• _Object detection data_:
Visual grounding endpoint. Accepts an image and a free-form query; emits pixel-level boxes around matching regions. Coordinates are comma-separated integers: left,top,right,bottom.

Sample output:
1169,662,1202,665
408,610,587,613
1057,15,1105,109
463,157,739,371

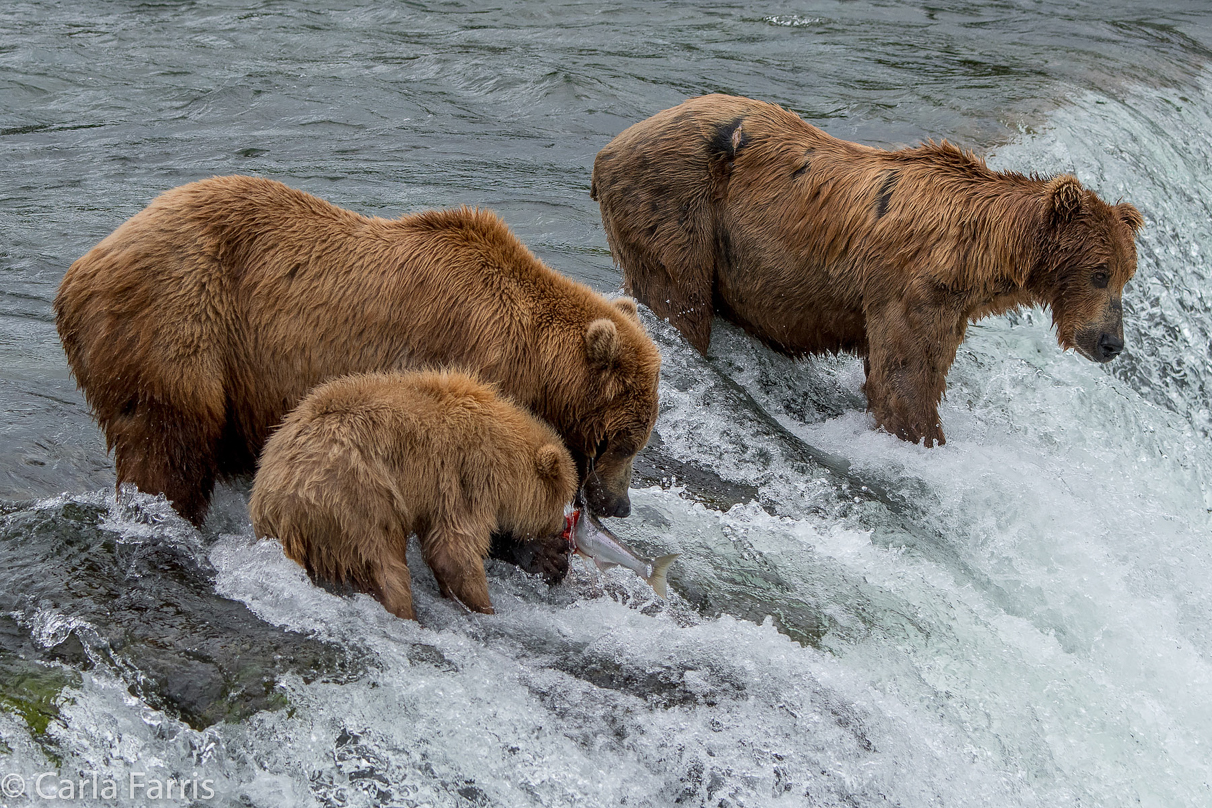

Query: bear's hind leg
421,525,493,614
375,554,417,620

• _Problem requirements_: Rewrite these lines, putting "back leg" wherever "hind leg" appears and changing nothing else. Leave the picture out of your answer.

• _Task response_:
Visual grounding endpoint. Accepts an image and a free-form query; emits pixel-level boxes around matching regions. Coordinates are comma-separated integers: left,top,right,bottom.

Sample output:
1169,662,1202,665
408,610,587,613
1057,15,1105,109
463,157,739,371


Query: bear's back leg
421,525,493,614
375,554,417,620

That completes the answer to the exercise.